■ **DATA UNDER STUDY**:
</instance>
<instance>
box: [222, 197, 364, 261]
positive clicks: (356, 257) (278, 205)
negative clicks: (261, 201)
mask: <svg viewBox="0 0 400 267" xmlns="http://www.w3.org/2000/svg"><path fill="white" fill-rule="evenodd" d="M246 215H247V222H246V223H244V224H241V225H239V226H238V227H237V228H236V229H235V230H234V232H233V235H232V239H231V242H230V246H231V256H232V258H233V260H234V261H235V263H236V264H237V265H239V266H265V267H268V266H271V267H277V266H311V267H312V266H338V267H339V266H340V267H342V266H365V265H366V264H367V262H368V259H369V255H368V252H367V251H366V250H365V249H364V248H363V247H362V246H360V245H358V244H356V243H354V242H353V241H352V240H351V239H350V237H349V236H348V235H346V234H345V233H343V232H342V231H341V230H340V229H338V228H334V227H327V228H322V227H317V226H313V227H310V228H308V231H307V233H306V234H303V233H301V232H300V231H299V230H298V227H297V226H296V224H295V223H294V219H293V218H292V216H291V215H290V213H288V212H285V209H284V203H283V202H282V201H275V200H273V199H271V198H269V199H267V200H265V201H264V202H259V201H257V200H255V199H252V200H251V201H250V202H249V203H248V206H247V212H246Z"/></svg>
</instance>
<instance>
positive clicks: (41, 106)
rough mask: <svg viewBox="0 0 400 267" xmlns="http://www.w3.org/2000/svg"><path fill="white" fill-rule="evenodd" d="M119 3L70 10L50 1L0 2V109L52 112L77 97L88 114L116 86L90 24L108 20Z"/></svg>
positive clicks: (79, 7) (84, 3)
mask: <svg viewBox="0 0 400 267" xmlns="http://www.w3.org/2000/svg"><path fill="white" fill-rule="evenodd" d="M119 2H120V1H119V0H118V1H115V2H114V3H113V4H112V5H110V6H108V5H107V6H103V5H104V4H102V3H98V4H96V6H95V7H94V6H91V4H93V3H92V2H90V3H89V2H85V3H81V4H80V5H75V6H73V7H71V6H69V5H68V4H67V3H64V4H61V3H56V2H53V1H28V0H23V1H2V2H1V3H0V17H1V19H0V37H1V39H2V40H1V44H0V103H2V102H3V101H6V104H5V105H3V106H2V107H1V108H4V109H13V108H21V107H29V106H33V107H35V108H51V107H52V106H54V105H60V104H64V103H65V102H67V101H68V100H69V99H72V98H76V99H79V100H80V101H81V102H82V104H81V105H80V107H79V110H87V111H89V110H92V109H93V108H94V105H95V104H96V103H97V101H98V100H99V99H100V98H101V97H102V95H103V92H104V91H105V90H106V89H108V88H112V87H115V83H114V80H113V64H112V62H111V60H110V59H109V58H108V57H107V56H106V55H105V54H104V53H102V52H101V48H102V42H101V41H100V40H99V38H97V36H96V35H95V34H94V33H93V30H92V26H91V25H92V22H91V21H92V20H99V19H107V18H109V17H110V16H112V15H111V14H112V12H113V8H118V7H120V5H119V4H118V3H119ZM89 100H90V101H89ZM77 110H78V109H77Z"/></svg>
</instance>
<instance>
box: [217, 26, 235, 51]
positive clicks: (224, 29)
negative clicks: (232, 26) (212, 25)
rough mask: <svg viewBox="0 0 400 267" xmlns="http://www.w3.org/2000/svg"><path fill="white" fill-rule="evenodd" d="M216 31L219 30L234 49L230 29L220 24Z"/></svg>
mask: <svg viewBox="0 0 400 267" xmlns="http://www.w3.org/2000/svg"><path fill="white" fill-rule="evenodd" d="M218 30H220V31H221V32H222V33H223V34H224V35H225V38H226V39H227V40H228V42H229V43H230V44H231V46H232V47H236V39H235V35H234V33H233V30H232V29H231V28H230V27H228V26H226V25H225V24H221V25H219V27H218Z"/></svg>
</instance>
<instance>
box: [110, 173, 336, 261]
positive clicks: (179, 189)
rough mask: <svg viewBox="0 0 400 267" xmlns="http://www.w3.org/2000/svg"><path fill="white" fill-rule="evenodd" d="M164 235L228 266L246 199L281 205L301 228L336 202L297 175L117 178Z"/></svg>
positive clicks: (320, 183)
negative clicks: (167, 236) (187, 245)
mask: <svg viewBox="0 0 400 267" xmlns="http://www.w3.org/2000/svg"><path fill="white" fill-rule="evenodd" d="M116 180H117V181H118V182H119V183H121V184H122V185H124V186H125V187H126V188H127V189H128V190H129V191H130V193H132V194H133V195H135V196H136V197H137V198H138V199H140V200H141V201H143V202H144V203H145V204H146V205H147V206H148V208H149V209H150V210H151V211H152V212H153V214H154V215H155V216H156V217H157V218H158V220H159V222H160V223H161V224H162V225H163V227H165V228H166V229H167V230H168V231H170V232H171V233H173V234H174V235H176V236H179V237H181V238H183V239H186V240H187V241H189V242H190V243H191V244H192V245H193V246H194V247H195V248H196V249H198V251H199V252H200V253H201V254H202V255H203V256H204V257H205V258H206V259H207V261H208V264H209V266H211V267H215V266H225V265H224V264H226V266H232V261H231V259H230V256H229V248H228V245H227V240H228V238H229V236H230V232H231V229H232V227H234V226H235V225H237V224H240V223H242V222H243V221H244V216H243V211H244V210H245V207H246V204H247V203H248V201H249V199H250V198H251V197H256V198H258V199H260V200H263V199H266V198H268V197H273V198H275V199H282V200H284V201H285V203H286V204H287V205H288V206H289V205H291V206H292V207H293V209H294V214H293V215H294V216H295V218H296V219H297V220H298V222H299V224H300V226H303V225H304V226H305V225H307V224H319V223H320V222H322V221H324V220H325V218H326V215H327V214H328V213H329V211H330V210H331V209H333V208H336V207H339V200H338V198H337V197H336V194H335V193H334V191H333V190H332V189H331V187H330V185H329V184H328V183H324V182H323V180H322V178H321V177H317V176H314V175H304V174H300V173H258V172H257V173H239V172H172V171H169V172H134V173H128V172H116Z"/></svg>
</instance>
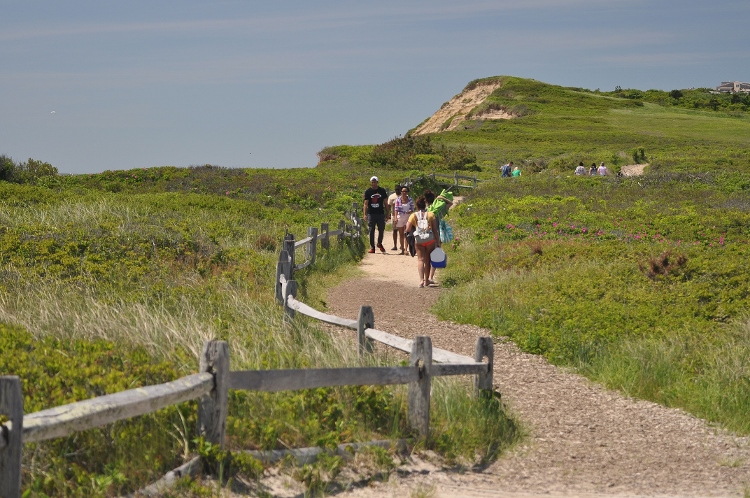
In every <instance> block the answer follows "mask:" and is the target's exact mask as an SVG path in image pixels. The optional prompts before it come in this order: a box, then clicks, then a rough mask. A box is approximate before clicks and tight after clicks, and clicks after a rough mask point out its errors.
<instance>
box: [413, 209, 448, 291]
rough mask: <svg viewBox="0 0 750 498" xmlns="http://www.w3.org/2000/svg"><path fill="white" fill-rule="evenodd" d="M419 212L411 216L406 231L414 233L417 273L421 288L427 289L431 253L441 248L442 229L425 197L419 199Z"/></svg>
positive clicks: (429, 268) (429, 272) (417, 209)
mask: <svg viewBox="0 0 750 498" xmlns="http://www.w3.org/2000/svg"><path fill="white" fill-rule="evenodd" d="M416 206H417V210H416V211H415V212H413V213H412V214H411V216H410V217H409V221H408V222H407V224H406V231H407V232H409V231H412V230H413V231H414V234H413V235H414V245H415V246H416V249H417V273H419V280H420V282H419V287H420V288H422V287H427V286H428V285H429V278H430V266H431V265H430V253H432V251H434V250H435V248H436V247H440V229H439V228H438V223H437V217H436V216H435V213H432V212H430V211H427V200H425V197H424V196H421V197H420V198H419V199H417V202H416Z"/></svg>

■ **ACTIVITY**: Restate, word for word, all of the material above, leaving out the images.

■ **TASK SOLUTION**:
</instance>
<instance>
box: [222, 197, 364, 261]
positive clicks: (356, 257) (278, 205)
negative clicks: (261, 201)
mask: <svg viewBox="0 0 400 267" xmlns="http://www.w3.org/2000/svg"><path fill="white" fill-rule="evenodd" d="M246 215H247V222H246V223H244V224H241V225H239V226H238V227H237V228H236V229H235V230H234V232H233V235H232V239H231V242H230V246H231V256H232V258H233V260H234V261H235V263H236V264H237V265H239V266H265V267H268V266H271V267H277V266H311V267H312V266H338V267H339V266H340V267H342V266H365V265H366V264H367V262H368V259H369V255H368V252H367V251H366V250H365V249H364V248H363V247H362V246H360V245H358V244H356V243H354V242H353V241H352V240H351V239H350V237H349V236H348V235H346V234H345V233H343V232H342V231H341V230H340V229H338V228H334V227H327V228H322V227H317V226H313V227H310V228H308V231H307V233H306V234H303V233H301V232H300V231H299V230H298V227H297V226H296V224H295V223H294V219H293V218H292V216H291V215H290V213H288V212H285V209H284V203H283V202H282V201H275V200H273V199H271V198H269V199H267V200H265V201H264V202H259V201H257V200H255V199H252V200H251V201H250V202H249V203H248V206H247V212H246Z"/></svg>
</instance>
<instance>
positive clicks: (41, 106)
rough mask: <svg viewBox="0 0 400 267" xmlns="http://www.w3.org/2000/svg"><path fill="white" fill-rule="evenodd" d="M119 3L70 10L50 1L0 2V109L52 112L77 97L88 114L116 86L90 24L108 20Z"/></svg>
positive clicks: (79, 7) (84, 3)
mask: <svg viewBox="0 0 400 267" xmlns="http://www.w3.org/2000/svg"><path fill="white" fill-rule="evenodd" d="M119 2H120V1H119V0H118V1H115V2H114V3H113V4H112V5H110V6H108V5H107V6H103V5H104V4H102V3H98V4H96V6H95V7H94V6H91V4H93V3H92V2H90V3H89V2H85V3H81V4H80V5H75V6H73V7H71V6H69V5H68V4H67V3H64V4H61V3H56V2H53V1H28V0H23V1H2V2H1V3H0V17H1V19H0V37H1V39H2V40H1V44H0V103H2V102H3V101H6V104H5V105H3V106H2V107H1V108H4V109H13V108H21V107H29V106H33V107H35V108H51V107H52V106H54V105H60V104H64V103H65V102H67V101H68V100H69V99H72V98H76V99H79V100H80V101H81V102H82V104H81V105H80V107H79V110H87V111H89V110H92V109H93V108H94V105H95V104H96V103H97V101H98V100H99V99H100V98H101V97H102V95H103V92H104V91H105V90H106V89H108V88H112V87H115V83H114V80H113V64H112V62H111V60H110V59H109V58H108V57H107V56H106V55H105V54H104V53H102V52H101V48H102V42H101V41H100V40H99V38H97V36H96V35H95V34H94V33H93V30H92V26H91V25H92V22H91V21H92V20H99V19H107V18H109V17H110V16H112V15H111V14H112V12H113V8H118V7H120V5H119V4H118V3H119ZM89 100H90V101H89ZM77 110H78V109H77Z"/></svg>
</instance>
<instance>
box: [217, 26, 235, 51]
positive clicks: (224, 29)
negative clicks: (232, 26) (212, 25)
rough mask: <svg viewBox="0 0 400 267" xmlns="http://www.w3.org/2000/svg"><path fill="white" fill-rule="evenodd" d="M216 31L219 30L234 49L230 29L220 24Z"/></svg>
mask: <svg viewBox="0 0 400 267" xmlns="http://www.w3.org/2000/svg"><path fill="white" fill-rule="evenodd" d="M218 30H220V31H221V32H222V33H223V34H224V35H225V38H226V39H227V40H228V42H229V43H230V44H231V46H232V47H236V39H235V35H234V33H233V30H232V29H231V28H230V27H228V26H226V25H225V24H221V25H219V27H218Z"/></svg>
</instance>
<instance>
box: [110, 173, 336, 261]
positive clicks: (179, 189)
rough mask: <svg viewBox="0 0 400 267" xmlns="http://www.w3.org/2000/svg"><path fill="white" fill-rule="evenodd" d="M164 235L228 266L246 199L281 205L301 228L336 202L297 175L117 178Z"/></svg>
positive clicks: (320, 183)
negative clicks: (167, 236) (187, 245)
mask: <svg viewBox="0 0 400 267" xmlns="http://www.w3.org/2000/svg"><path fill="white" fill-rule="evenodd" d="M116 180H117V181H118V182H119V183H121V184H122V185H124V186H125V187H126V188H127V189H128V190H129V191H130V193H132V194H133V195H135V196H136V197H137V198H138V199H140V200H141V201H143V202H144V203H145V204H146V205H147V206H148V208H149V209H150V210H151V211H152V212H153V214H154V215H155V216H156V217H157V218H158V220H159V222H160V223H161V224H162V225H163V227H165V228H166V229H167V230H168V231H170V232H171V233H173V234H174V235H176V236H179V237H181V238H183V239H186V240H187V241H189V242H190V243H191V244H192V245H193V246H194V247H195V248H196V249H198V251H199V252H200V253H201V254H202V255H203V256H204V257H205V258H206V259H207V261H208V264H209V266H211V267H215V266H225V265H224V264H226V266H232V261H231V259H230V256H229V248H228V245H227V240H228V238H229V236H230V232H231V229H232V227H234V226H235V225H237V224H240V223H242V222H243V221H244V216H243V211H244V210H245V207H246V204H247V203H248V201H249V199H250V198H251V197H256V198H258V199H260V200H263V199H266V198H268V197H273V198H275V199H282V200H284V201H285V203H286V204H287V205H288V206H289V205H291V206H292V207H293V209H294V214H293V215H294V216H295V218H296V219H297V220H298V222H299V224H300V226H303V225H304V226H305V225H307V224H319V223H320V222H322V221H324V220H325V218H326V215H327V214H328V213H329V211H330V210H331V209H333V208H336V207H339V200H338V198H337V197H336V194H335V193H334V191H333V190H332V189H331V187H330V185H329V184H328V183H324V182H323V180H322V178H321V177H317V176H314V175H304V174H300V173H258V172H257V173H239V172H172V171H169V172H134V173H128V172H116Z"/></svg>
</instance>
In every <instance> block the answer follows "mask:" and is the target's exact mask as an SVG path in image pixels. The optional prompts before it come in this order: a box, then clicks, then a rough mask. A box is approximate before clicks and tight after clicks, and clicks after a rough mask point out its errors.
<instance>
box: [413, 209, 448, 291]
rough mask: <svg viewBox="0 0 750 498" xmlns="http://www.w3.org/2000/svg"><path fill="white" fill-rule="evenodd" d="M419 212L411 216L406 231L414 233L417 273L421 288L427 289L431 253L441 248L442 229L425 197L419 199Z"/></svg>
positive clicks: (429, 268) (429, 272) (417, 209)
mask: <svg viewBox="0 0 750 498" xmlns="http://www.w3.org/2000/svg"><path fill="white" fill-rule="evenodd" d="M416 206H417V210H416V211H415V212H413V213H412V214H411V216H410V217H409V221H408V222H407V224H406V231H407V232H409V231H412V230H413V231H414V234H413V235H414V245H415V246H416V249H417V273H419V280H420V282H419V287H420V288H422V287H427V286H428V285H429V278H430V266H431V265H430V253H432V251H434V250H435V248H436V247H440V229H439V228H438V223H437V217H436V216H435V213H432V212H430V211H427V200H425V197H424V196H421V197H420V198H419V199H417V202H416Z"/></svg>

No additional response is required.